Text to read:

+ + +

I think we can get along and treat each other as brothers and sisters in Christ, however the denominational differences are regarded and applied in such things as communion and membership criteria. I never became a member of the Assemblies of God (where I attended for four years) because I disagreed with their notion of the "enduement of power," whereby all who were truly filled with the Spirit would speak in tongues. So I didn't become a member, but that doesn't mean I looked down my nose at those who did believe this. It was simply an honest disagreement. Nor did I dispute the perfect right of the Assemblies of God to have this belief and make it part of their "16 Fundamental Truths." I didn't buy it, myself, because I didn't see it in the Bible.
But now the tendency in evangelical Protestantism is to split into two broad camps of either "fundamentalist/exclusivist" or "tolerant advocates of diversity on the 'secondary' issues." I was always in the second camp as a Protestant, and maintain the same general ecumenical attitude as a Catholic, but I was never willing to claim that there were whole areas of belief which could never be finally determined, as disturbingly many Protestants do today. I always believed that there was one truth, even if I had to compile it from a hodge-podge of existing denominational traditions, none of which got it all right. In the end I came to believe that there was a Church which got it all right under one roof, and that only because of God's gracious guidance and protection by His Holy Spirit.

+ + +

Stored data:
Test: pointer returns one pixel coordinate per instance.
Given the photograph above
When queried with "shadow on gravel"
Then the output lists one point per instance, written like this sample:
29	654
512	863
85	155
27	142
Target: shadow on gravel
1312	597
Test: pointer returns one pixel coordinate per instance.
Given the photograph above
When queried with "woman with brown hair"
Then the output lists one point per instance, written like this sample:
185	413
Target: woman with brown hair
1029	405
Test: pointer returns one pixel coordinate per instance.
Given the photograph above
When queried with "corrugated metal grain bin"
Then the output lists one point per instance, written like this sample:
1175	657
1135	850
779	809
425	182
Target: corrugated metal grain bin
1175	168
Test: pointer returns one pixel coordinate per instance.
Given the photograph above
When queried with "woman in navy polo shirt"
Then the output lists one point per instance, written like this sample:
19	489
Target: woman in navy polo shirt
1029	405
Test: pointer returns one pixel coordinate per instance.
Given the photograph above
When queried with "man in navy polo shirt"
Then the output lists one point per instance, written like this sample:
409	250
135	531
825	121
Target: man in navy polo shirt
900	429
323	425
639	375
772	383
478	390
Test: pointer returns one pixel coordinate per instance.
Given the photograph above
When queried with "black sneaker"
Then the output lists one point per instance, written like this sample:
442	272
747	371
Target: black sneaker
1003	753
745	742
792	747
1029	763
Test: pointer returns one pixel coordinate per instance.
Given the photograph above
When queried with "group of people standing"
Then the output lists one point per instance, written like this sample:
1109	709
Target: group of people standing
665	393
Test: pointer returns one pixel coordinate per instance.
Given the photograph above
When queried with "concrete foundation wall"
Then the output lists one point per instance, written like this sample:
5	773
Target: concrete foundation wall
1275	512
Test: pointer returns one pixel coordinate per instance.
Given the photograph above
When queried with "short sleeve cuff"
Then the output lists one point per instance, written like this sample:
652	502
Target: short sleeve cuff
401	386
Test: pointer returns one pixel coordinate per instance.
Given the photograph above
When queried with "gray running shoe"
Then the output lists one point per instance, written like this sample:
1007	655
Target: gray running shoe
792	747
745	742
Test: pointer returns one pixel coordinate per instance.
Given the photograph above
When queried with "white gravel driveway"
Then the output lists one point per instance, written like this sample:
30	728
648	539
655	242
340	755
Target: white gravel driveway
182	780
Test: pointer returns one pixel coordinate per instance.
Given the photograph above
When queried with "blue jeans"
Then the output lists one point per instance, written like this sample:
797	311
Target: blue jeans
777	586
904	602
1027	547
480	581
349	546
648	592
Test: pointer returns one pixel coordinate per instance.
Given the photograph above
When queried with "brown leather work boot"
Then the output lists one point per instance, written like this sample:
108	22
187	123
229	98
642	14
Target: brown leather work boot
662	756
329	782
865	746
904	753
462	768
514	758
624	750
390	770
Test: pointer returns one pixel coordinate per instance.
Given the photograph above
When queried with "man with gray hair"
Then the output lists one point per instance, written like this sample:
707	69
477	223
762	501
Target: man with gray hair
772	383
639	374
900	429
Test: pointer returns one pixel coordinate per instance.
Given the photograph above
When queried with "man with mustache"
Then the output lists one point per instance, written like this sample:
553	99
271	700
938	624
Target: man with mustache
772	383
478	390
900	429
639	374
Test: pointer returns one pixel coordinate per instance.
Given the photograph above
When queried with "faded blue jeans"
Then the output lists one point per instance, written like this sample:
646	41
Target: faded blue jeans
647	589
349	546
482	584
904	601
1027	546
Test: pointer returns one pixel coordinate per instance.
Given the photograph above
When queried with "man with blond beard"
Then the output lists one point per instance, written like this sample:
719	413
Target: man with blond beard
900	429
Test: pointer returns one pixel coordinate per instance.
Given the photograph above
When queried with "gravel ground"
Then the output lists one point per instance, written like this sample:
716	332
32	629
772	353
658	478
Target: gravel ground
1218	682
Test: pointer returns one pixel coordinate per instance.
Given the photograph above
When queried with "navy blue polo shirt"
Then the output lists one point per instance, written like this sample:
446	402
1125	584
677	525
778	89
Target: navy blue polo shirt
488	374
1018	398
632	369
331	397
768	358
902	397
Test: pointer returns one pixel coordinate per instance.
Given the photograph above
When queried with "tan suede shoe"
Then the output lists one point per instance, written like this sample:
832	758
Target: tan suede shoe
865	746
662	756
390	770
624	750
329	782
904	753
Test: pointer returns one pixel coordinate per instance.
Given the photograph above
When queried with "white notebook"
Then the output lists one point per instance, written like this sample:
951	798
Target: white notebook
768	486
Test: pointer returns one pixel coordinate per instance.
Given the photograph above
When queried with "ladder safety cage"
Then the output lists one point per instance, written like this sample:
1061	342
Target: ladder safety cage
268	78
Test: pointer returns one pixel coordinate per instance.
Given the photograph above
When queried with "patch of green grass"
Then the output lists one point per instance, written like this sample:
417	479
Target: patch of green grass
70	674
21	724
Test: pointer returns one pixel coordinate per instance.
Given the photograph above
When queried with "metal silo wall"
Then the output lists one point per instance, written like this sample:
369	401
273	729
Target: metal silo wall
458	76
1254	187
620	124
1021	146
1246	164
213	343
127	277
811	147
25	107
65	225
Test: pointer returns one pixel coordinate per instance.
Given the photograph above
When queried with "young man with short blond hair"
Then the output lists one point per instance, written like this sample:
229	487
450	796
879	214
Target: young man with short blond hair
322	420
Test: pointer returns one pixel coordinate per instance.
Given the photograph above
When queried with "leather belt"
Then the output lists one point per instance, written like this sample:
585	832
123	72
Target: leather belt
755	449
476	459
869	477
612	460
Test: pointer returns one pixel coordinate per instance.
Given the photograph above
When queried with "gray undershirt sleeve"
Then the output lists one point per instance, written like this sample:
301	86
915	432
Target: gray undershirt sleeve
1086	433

+ + +

Short problem:
Transcribe the stretch of the passage on denominational differences above from "But now the" through "His Holy Spirit.".

Full output:
But now the tendency in evangelical Protestantism is to split into two broad camps of either "fundamentalist/exclusivist" or "tolerant advocates of diversity on the 'secondary' issues." I was always in the second camp as a Protestant, and maintain the same general ecumenical attitude as a Catholic, but I was never willing to claim that there were whole areas of belief which could never be finally determined, as disturbingly many Protestants do today. I always believed that there was one truth, even if I had to compile it from a hodge-podge of existing denominational traditions, none of which got it all right. In the end I came to believe that there was a Church which got it all right under one roof, and that only because of God's gracious guidance and protection by His Holy Spirit.